• **Brief A**
Answer these questions about the Matlacha fishing thread, marking each answer (i), (ii) or (iii) to match:
(i) Over how many hours was the catch spread?
(ii) Which lure has been a "hot ticket"?
(iii) In which two places does The Bucket ask whether anything else is going on?
• **Brief B**
Update the listing lines between the line holding "One point marks each instance of the tree" and the end of the listing, inclusive, by replacing "lichen" with "moss" and changing nothing else. Return only those lines, without the pictures.

# Matlacha 2/28/03



## Jighead (Dec 1, 2002)

Matlacha (12:30 - 9:30)

Yep, I went for the 3peat!!

Conditions weren't the best but why not! Still caught quite a few...but spread over a 9 hour period.

Bites were light today and required a constant lookout on your rod. All you got was a little nibble and one or two bumps. Be ready to set or lose your bait!!!

Todays catch included sk8s, cats, sailcats, snapper, ladyfish, trout and 1 blue crab! Still can't believe I landed the crab...became pier entertainment!!!

Crowds were in and out all day. Met a number of locals just waiting for the snowbirds to leave. With resent catches...they're speculating 2 more weeks for things to be in full swing  . With the resent luck I'm having...I can't wait to see it when its good!!! 

Red jighead with chartreuse twister tail(tipped with shrimp) has been a "hot ticket". Have seen a cobia caught with redhead and white body. Also had luck today with gotcha-plug. Only one place around here had any in stock...unfortunately it wasn't my favorite. Made due and was rewarded with some action on a day when things were slow(or at least for some of the others!  )

Tight lines,

Jighead


----------



## The Bucket (Mar 4, 2001)

Jighead,

Where are you fishing in Matlacha ? Bokeelia Pier, bridge, or some other pier ??

You hear of anything else going on Causeway or Sanibel ???

• **Excerpted records**
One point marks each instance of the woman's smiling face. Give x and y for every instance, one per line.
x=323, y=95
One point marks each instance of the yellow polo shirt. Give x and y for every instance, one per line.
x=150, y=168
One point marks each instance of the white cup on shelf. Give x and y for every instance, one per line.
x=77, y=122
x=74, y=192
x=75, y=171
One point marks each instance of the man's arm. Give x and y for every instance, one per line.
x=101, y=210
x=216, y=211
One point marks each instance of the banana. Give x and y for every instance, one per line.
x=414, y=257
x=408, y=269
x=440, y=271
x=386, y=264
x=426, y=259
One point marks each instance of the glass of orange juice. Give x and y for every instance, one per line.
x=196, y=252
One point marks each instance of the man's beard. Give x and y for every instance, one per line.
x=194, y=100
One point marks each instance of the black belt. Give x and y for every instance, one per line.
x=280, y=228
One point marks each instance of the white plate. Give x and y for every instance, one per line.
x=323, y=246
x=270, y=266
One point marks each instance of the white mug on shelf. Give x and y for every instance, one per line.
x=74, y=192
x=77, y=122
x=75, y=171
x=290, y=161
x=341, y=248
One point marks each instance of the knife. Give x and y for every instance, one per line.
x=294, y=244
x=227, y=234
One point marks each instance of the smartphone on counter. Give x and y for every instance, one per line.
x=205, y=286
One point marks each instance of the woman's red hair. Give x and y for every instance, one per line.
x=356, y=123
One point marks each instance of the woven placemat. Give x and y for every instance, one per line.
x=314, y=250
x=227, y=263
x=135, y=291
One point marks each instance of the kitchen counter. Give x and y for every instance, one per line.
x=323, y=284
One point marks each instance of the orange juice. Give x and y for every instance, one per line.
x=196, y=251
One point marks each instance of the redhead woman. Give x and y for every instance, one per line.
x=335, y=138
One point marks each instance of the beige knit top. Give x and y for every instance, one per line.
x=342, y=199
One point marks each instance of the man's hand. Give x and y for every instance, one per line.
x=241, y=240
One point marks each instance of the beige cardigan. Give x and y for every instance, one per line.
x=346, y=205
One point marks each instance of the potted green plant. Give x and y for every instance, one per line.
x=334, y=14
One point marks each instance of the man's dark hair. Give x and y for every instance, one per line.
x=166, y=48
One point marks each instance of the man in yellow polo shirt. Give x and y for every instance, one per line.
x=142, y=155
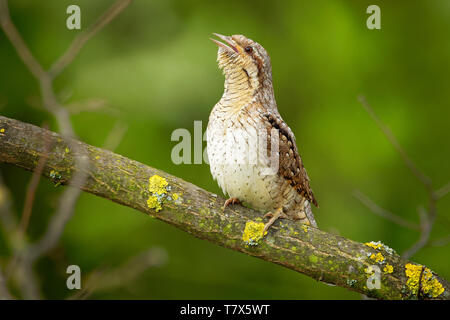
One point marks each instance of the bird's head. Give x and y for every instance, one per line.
x=243, y=61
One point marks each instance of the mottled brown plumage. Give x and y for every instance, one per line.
x=252, y=152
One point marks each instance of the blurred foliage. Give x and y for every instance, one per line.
x=155, y=65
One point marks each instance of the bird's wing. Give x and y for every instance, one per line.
x=290, y=163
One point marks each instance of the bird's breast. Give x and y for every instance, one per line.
x=236, y=160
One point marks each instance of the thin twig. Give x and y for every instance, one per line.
x=108, y=279
x=4, y=292
x=427, y=219
x=426, y=181
x=383, y=212
x=442, y=192
x=67, y=202
x=16, y=39
x=75, y=47
x=32, y=187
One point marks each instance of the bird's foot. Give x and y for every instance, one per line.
x=230, y=201
x=279, y=214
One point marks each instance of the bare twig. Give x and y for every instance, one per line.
x=67, y=202
x=393, y=140
x=4, y=292
x=119, y=276
x=83, y=37
x=442, y=192
x=18, y=43
x=383, y=212
x=32, y=187
x=427, y=218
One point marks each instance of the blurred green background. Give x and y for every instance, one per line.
x=155, y=67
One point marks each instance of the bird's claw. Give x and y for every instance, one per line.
x=279, y=214
x=230, y=201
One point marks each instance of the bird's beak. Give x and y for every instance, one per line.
x=229, y=46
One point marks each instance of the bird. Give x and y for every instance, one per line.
x=251, y=151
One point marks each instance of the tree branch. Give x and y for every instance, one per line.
x=326, y=257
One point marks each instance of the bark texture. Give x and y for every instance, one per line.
x=323, y=256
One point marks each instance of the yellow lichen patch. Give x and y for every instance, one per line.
x=429, y=284
x=157, y=184
x=388, y=269
x=253, y=233
x=158, y=187
x=175, y=196
x=377, y=257
x=153, y=203
x=373, y=245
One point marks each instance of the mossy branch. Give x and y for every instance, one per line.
x=323, y=256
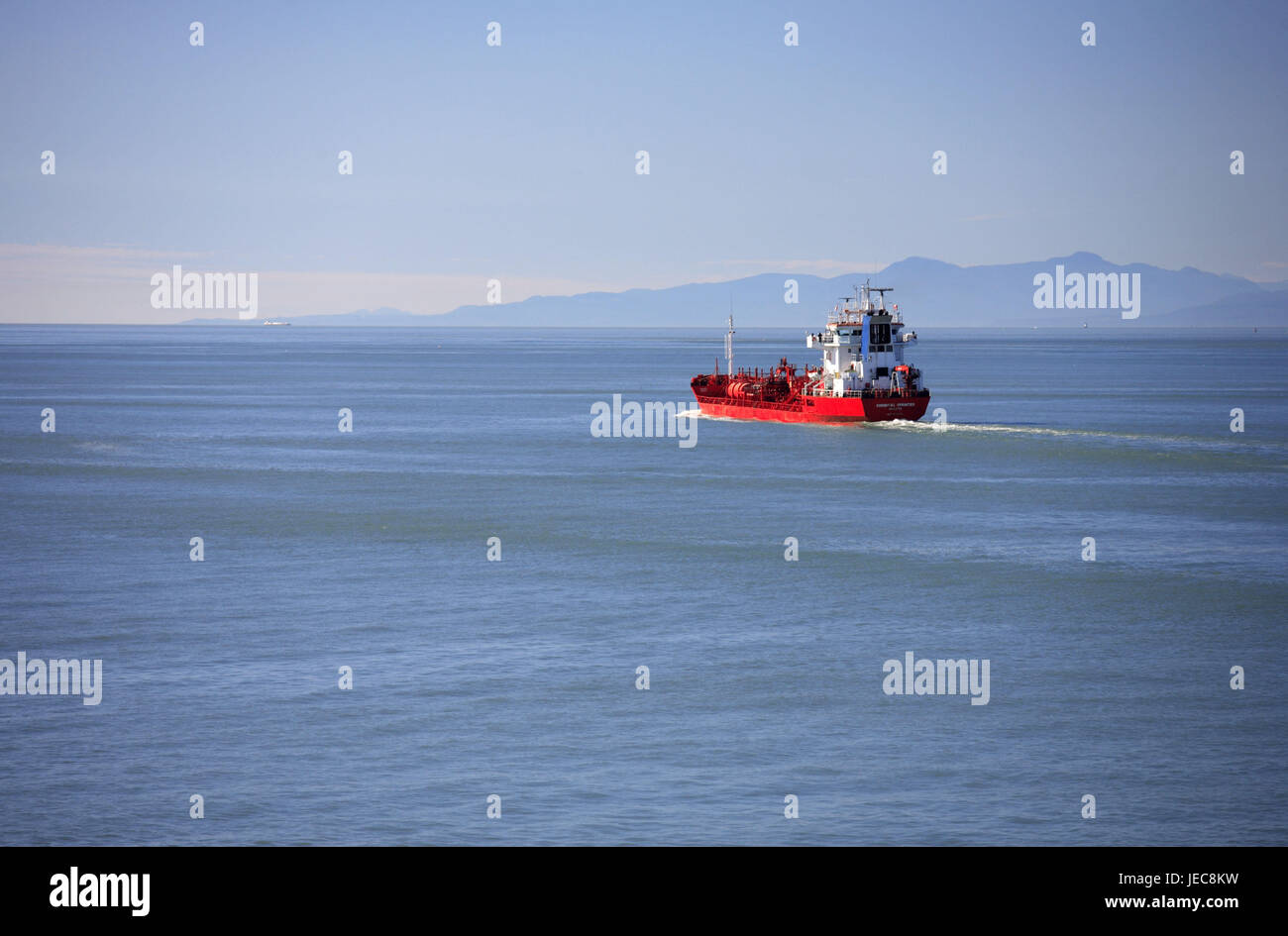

• **Correct result A**
(i) 9 hours.
(ii) A red jighead with a chartreuse twister tail, tipped with shrimp.
(iii) Causeway and Sanibel.

• **Correct result B**
One point marks each instance of the tree branch. Give x and y for every instance, one per line.
x=326, y=257
One point marks each instance of the bark texture. Give x and y for every instance, one per line.
x=323, y=256
One point marks each instance of the yellow moss patch. Give x and y for every instance, one per line.
x=429, y=284
x=157, y=184
x=388, y=269
x=253, y=233
x=158, y=187
x=175, y=196
x=377, y=257
x=153, y=203
x=373, y=245
One point marks each instance of the mossy branch. Give x and y for every instance, one per line.
x=323, y=256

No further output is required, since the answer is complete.